• [Instructions for the task] Write the entries below out again exactly; any picture in them stays out.

Point-based annotation data:
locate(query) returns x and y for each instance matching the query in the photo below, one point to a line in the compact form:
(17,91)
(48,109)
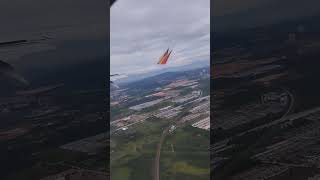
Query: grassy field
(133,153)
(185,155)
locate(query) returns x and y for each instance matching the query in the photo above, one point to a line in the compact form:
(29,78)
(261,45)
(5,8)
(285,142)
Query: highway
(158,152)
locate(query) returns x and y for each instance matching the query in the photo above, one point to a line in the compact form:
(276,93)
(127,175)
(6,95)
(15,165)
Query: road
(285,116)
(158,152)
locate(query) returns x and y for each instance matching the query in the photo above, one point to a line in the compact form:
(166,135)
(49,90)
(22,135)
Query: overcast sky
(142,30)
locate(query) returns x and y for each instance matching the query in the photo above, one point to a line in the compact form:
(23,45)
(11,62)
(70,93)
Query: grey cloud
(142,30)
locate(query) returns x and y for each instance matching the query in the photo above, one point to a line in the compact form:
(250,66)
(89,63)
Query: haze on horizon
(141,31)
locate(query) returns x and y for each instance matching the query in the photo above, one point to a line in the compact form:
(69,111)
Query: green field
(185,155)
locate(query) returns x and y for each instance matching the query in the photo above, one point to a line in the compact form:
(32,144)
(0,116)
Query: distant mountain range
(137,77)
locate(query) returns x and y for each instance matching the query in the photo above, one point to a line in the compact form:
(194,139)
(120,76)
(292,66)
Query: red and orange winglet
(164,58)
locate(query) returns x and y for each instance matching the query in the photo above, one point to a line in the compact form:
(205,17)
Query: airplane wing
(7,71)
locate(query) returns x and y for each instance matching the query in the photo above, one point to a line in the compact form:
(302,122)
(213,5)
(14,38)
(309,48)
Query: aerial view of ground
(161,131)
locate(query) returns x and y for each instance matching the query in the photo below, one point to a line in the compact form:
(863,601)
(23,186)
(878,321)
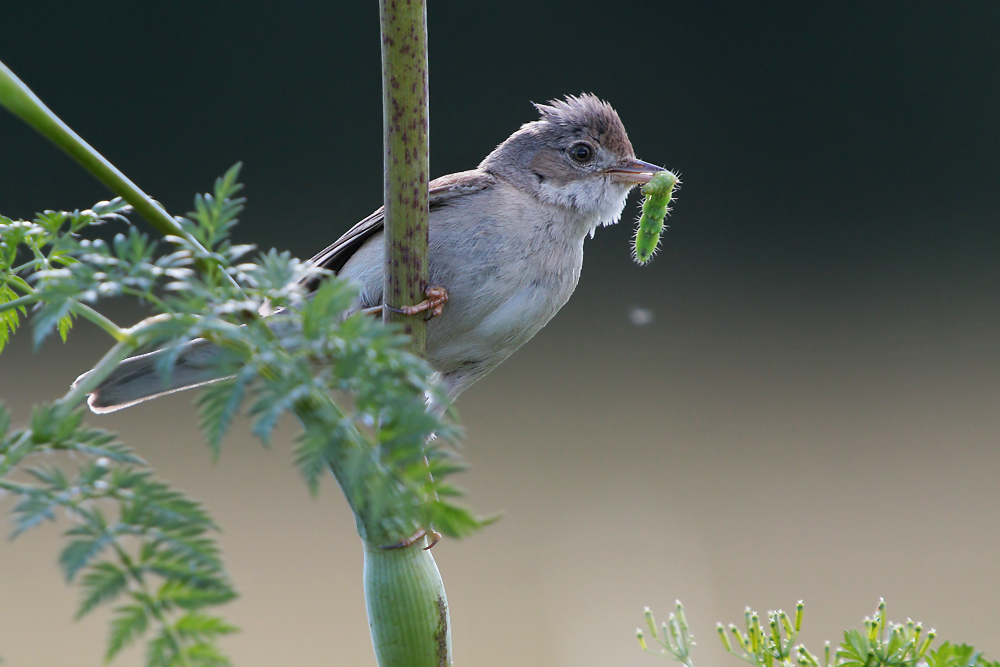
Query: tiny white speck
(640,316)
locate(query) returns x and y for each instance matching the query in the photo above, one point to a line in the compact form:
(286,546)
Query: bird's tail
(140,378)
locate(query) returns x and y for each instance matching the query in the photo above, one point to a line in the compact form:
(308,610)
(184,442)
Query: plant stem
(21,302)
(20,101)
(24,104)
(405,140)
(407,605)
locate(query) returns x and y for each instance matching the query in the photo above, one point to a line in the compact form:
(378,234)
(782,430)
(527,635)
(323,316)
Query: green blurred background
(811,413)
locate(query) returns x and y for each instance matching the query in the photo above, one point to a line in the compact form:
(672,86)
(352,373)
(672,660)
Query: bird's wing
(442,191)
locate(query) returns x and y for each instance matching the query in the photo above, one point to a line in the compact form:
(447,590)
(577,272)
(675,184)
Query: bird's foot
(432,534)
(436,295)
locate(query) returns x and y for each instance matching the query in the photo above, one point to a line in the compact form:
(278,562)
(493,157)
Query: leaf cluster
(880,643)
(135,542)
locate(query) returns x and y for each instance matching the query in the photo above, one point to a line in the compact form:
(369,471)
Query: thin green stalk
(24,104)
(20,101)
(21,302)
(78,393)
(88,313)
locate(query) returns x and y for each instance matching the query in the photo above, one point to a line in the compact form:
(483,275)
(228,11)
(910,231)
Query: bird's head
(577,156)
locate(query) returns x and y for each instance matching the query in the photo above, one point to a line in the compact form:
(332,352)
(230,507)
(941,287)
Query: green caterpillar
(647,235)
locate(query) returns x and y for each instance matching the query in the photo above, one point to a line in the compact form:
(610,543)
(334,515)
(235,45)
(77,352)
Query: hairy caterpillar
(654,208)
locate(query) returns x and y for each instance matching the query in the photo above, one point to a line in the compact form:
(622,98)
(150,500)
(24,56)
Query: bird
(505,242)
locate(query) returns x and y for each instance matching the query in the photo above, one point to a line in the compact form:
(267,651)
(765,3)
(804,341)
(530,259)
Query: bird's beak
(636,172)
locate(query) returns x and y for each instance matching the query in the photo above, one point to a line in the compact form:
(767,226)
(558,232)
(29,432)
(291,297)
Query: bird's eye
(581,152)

• [The solution]
locate(query) returns x and y for each instance matching the query in the photo below, one point to a line in the compact form:
(17,91)
(48,109)
Query: grassy field
(133,153)
(185,155)
locate(query) returns x and y for each instance matching the query in the photo above, one point to a line in the compact form:
(29,78)
(261,45)
(5,8)
(285,142)
Query: highway
(158,152)
locate(query) returns x and y for each instance matching the query in the photo above, one point to a line in the compact form:
(276,93)
(127,175)
(6,95)
(15,165)
Query: road
(285,116)
(158,152)
locate(query) returns x and y for each instance matching the query in the photo above, one point to a line in the compact form:
(166,135)
(49,90)
(22,135)
Query: overcast sky
(142,30)
locate(query) returns x and y for each instance matching the query in the photo above, one point to a line in the compact form:
(23,45)
(11,62)
(70,93)
Query: grey cloud
(142,30)
locate(query) returns x and y for each instance matching the query in the photo above, one point to a line in the compact form:
(250,66)
(89,63)
Query: haze on horizon
(141,31)
locate(query) returns x and y for each instance matching the query in the photo above, one point to a line in the compact form:
(69,111)
Query: green field
(185,155)
locate(query) returns x and y for each instance matching the query in the photo above, one point to a line in the compact form:
(32,144)
(0,116)
Query: distant mountain range
(137,77)
locate(query) returns x and y for each instance matching the query in the photo above, one point to a line in the compact form:
(194,139)
(120,76)
(292,66)
Query: red and orange winglet
(164,58)
locate(query) returns x and y for each instance matching the query in the photo above, one point to a line in the compact form:
(205,17)
Query: airplane wing
(7,71)
locate(query) returns x and y for each instance matching the query in the photo above, one point to a line in the compact form:
(302,122)
(213,5)
(14,38)
(309,48)
Query: aerial view of ground
(161,131)
locate(query) returns x and y for each instance matching the query in the photo below, one point to a line in the compact form:
(863,601)
(23,186)
(878,321)
Query: tiny white speck
(640,316)
locate(query) returns x and y for each instance matching the query in the photo above, one point to a line in the compact form:
(286,546)
Query: bird's tail
(140,378)
locate(query) returns x and y for each instance matching the query in the photo above, one point to a line in the compact form:
(308,610)
(184,442)
Query: plant stem
(21,302)
(20,101)
(24,104)
(405,140)
(407,605)
locate(query) returns x and y for each instance matching the query in the photo above, one point to a line in the compact form:
(378,234)
(782,430)
(527,635)
(323,316)
Query: green blurred background
(811,413)
locate(query) returns x and y for each instance matching the query in the photo above, one point to a line in the compact form:
(672,86)
(352,373)
(672,660)
Query: bird's wing
(442,191)
locate(query) returns x and y for each instance matching the query in the photo above, one point to a line in the compact form:
(447,590)
(577,272)
(675,184)
Query: bird's foot
(432,534)
(436,295)
locate(query) returns x and y for each instance matching the query in the photo above, one point to a line in the compact form:
(278,562)
(493,157)
Query: leaf cluster
(880,643)
(135,542)
locate(query) returns x and y for each instance matching the query in the photo above, one point to a line in the compact form:
(369,471)
Query: thin green stalk
(24,104)
(20,101)
(21,302)
(78,393)
(88,313)
locate(query) returns x and y for each instance matching the query in the photo above, one point to a line in the compact form:
(483,275)
(228,11)
(910,231)
Query: bird's head
(577,156)
locate(query) returns x and y for each instance matching the query in the photo above, one point to a line in the compact form:
(332,352)
(230,507)
(941,287)
Query: green caterpillar
(647,235)
locate(query) returns x and y for each instance matching the query in the photo above, one point to a line in the compact form:
(610,543)
(334,515)
(235,45)
(77,352)
Query: hairy caterpillar
(654,208)
locate(query) returns x and y for each instance matching the query in the photo above, one point to a line in the compact form:
(622,98)
(150,500)
(24,56)
Query: bird
(505,242)
locate(query) returns x and y for each instance matching the query in the photo above, one point to a line in the compact form:
(267,651)
(765,3)
(804,341)
(530,259)
Query: bird's beak
(636,172)
locate(query) returns x and y for each instance matching the query in the photo above, one point to a line in the compact form:
(767,226)
(558,232)
(29,432)
(291,297)
Query: bird's eye
(581,152)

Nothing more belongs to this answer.